▶ [Excerpted records]:
════════════════

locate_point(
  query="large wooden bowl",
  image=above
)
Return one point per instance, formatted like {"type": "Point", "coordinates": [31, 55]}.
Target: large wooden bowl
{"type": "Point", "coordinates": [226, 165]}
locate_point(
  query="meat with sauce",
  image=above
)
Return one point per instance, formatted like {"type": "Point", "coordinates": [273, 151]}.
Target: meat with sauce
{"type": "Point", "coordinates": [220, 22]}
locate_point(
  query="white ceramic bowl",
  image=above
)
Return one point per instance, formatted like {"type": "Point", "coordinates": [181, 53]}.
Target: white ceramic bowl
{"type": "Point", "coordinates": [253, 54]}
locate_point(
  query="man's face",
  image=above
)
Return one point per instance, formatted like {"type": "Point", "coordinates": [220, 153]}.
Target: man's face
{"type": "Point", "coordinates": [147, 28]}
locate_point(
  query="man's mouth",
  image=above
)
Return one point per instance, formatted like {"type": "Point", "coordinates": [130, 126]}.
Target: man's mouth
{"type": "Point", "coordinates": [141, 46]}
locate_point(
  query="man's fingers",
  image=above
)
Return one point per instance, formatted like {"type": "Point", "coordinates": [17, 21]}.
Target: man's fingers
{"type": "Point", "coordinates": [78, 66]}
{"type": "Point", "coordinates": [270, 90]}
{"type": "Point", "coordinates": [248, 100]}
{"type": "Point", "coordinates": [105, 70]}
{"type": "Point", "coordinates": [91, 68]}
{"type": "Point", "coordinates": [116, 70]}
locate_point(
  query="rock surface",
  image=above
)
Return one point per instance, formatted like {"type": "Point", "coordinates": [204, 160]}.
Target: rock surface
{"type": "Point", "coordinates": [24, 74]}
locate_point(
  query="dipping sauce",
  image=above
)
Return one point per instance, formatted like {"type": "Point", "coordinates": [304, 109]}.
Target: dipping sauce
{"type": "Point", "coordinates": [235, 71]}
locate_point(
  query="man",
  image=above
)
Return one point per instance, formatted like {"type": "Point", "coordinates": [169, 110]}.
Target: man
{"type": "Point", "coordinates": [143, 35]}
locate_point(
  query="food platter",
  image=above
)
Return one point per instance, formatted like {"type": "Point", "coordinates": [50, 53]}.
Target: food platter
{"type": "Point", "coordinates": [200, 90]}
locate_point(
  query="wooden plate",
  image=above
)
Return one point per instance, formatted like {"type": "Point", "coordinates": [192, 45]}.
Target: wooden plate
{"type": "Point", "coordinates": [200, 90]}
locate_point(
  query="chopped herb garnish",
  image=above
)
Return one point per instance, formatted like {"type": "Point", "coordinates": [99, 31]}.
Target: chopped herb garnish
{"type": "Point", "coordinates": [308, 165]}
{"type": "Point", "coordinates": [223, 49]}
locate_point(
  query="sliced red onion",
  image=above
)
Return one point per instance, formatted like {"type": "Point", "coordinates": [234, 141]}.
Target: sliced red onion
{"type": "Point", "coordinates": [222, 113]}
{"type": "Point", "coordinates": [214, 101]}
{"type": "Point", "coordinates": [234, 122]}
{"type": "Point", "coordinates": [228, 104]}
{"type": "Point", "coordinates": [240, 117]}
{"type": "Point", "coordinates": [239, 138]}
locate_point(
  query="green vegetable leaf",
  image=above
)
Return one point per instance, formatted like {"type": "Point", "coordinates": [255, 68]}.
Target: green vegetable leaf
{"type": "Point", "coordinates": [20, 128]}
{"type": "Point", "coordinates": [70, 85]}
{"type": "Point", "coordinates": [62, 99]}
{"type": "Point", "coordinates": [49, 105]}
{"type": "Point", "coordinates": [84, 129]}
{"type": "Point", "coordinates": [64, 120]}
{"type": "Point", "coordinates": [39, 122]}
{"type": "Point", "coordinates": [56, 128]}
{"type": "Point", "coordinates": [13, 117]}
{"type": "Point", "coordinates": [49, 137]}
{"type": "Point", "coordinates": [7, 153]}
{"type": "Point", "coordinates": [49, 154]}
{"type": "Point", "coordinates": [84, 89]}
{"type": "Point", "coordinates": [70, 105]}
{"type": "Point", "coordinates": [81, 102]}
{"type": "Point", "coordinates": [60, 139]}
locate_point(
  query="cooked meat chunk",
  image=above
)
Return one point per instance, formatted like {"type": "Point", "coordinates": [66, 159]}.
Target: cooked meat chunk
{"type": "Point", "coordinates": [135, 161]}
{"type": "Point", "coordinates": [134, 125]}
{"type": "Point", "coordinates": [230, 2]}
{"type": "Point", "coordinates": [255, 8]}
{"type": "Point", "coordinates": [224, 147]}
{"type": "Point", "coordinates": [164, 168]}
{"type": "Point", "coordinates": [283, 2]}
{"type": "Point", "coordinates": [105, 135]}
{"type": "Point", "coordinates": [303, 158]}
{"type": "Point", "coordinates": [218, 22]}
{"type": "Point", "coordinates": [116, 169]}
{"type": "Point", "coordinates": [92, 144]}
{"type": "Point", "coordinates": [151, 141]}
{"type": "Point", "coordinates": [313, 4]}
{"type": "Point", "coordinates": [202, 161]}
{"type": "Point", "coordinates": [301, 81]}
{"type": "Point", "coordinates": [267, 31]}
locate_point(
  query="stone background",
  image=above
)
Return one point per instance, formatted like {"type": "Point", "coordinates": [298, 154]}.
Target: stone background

════════════════

Retype the whole listing, matching it exactly.

▶ [Expected output]:
locate_point(
  query="large wooden bowl",
  image=above
)
Return one point per instance, formatted like {"type": "Point", "coordinates": [31, 55]}.
Target: large wooden bowl
{"type": "Point", "coordinates": [226, 165]}
locate_point(
  query="meat with sauce",
  image=above
)
Return one point per instance, formatted like {"type": "Point", "coordinates": [273, 151]}.
Target: meat with sauce
{"type": "Point", "coordinates": [220, 22]}
locate_point(
  query="white ceramic bowl",
  image=above
)
Return one point per instance, formatted like {"type": "Point", "coordinates": [181, 53]}.
Target: white ceramic bowl
{"type": "Point", "coordinates": [253, 54]}
locate_point(
  query="man's face",
  image=above
)
Return one point per instance, formatted like {"type": "Point", "coordinates": [220, 153]}.
Target: man's face
{"type": "Point", "coordinates": [147, 28]}
locate_point(
  query="man's mouth",
  image=above
)
Return one point per instance, formatted like {"type": "Point", "coordinates": [130, 126]}.
Target: man's mouth
{"type": "Point", "coordinates": [141, 46]}
locate_point(
  query="man's fingers",
  image=above
)
Return one point per instance, formatted like {"type": "Point", "coordinates": [17, 21]}.
Target: man's fingers
{"type": "Point", "coordinates": [78, 66]}
{"type": "Point", "coordinates": [270, 90]}
{"type": "Point", "coordinates": [248, 100]}
{"type": "Point", "coordinates": [105, 70]}
{"type": "Point", "coordinates": [91, 68]}
{"type": "Point", "coordinates": [116, 70]}
locate_point(
  query="rock surface",
  image=above
)
Return one point per instance, formatted like {"type": "Point", "coordinates": [204, 160]}.
Target: rock surface
{"type": "Point", "coordinates": [24, 74]}
locate_point(
  query="dipping sauce",
  image=above
)
Return one point per instance, formatted like {"type": "Point", "coordinates": [304, 109]}.
Target: dipping sauce
{"type": "Point", "coordinates": [235, 71]}
locate_point(
  query="man",
  image=above
)
Return one point per instance, formatted like {"type": "Point", "coordinates": [169, 110]}.
Target: man
{"type": "Point", "coordinates": [143, 35]}
locate_point(
  query="food platter",
  image=above
)
Return one point per instance, formatted like {"type": "Point", "coordinates": [50, 53]}.
Target: food platter
{"type": "Point", "coordinates": [200, 90]}
locate_point(
  query="wooden plate",
  image=above
)
Return one point per instance, formatted like {"type": "Point", "coordinates": [192, 45]}.
Target: wooden plate
{"type": "Point", "coordinates": [200, 90]}
locate_point(
  query="chopped herb garnish",
  image=above
)
Return one point per instance, formatted like {"type": "Point", "coordinates": [99, 31]}.
Target: chopped herb garnish
{"type": "Point", "coordinates": [308, 165]}
{"type": "Point", "coordinates": [223, 49]}
locate_point(
  query="sliced red onion",
  image=above
)
Return one point per instance, formatted like {"type": "Point", "coordinates": [234, 141]}.
Target: sliced red onion
{"type": "Point", "coordinates": [222, 113]}
{"type": "Point", "coordinates": [214, 101]}
{"type": "Point", "coordinates": [234, 122]}
{"type": "Point", "coordinates": [228, 104]}
{"type": "Point", "coordinates": [240, 117]}
{"type": "Point", "coordinates": [239, 138]}
locate_point(
  query="green vegetable leaf",
  image=above
)
Return one point per instance, formatted like {"type": "Point", "coordinates": [255, 68]}.
Target: green vegetable leaf
{"type": "Point", "coordinates": [20, 128]}
{"type": "Point", "coordinates": [70, 85]}
{"type": "Point", "coordinates": [62, 99]}
{"type": "Point", "coordinates": [49, 105]}
{"type": "Point", "coordinates": [84, 129]}
{"type": "Point", "coordinates": [64, 120]}
{"type": "Point", "coordinates": [39, 122]}
{"type": "Point", "coordinates": [56, 128]}
{"type": "Point", "coordinates": [13, 117]}
{"type": "Point", "coordinates": [49, 137]}
{"type": "Point", "coordinates": [7, 153]}
{"type": "Point", "coordinates": [49, 154]}
{"type": "Point", "coordinates": [84, 89]}
{"type": "Point", "coordinates": [70, 105]}
{"type": "Point", "coordinates": [81, 102]}
{"type": "Point", "coordinates": [60, 139]}
locate_point(
  query="cooked meat chunk",
  image=above
)
Return one point per instance, formatted like {"type": "Point", "coordinates": [66, 159]}.
Target: cooked meat chunk
{"type": "Point", "coordinates": [135, 161]}
{"type": "Point", "coordinates": [134, 125]}
{"type": "Point", "coordinates": [230, 2]}
{"type": "Point", "coordinates": [255, 8]}
{"type": "Point", "coordinates": [224, 147]}
{"type": "Point", "coordinates": [164, 168]}
{"type": "Point", "coordinates": [283, 2]}
{"type": "Point", "coordinates": [105, 135]}
{"type": "Point", "coordinates": [303, 158]}
{"type": "Point", "coordinates": [218, 22]}
{"type": "Point", "coordinates": [116, 169]}
{"type": "Point", "coordinates": [92, 144]}
{"type": "Point", "coordinates": [151, 141]}
{"type": "Point", "coordinates": [313, 4]}
{"type": "Point", "coordinates": [202, 161]}
{"type": "Point", "coordinates": [301, 81]}
{"type": "Point", "coordinates": [267, 31]}
locate_point(
  query="stone background",
  image=above
)
Return one point per instance, formatted like {"type": "Point", "coordinates": [298, 154]}.
Target: stone background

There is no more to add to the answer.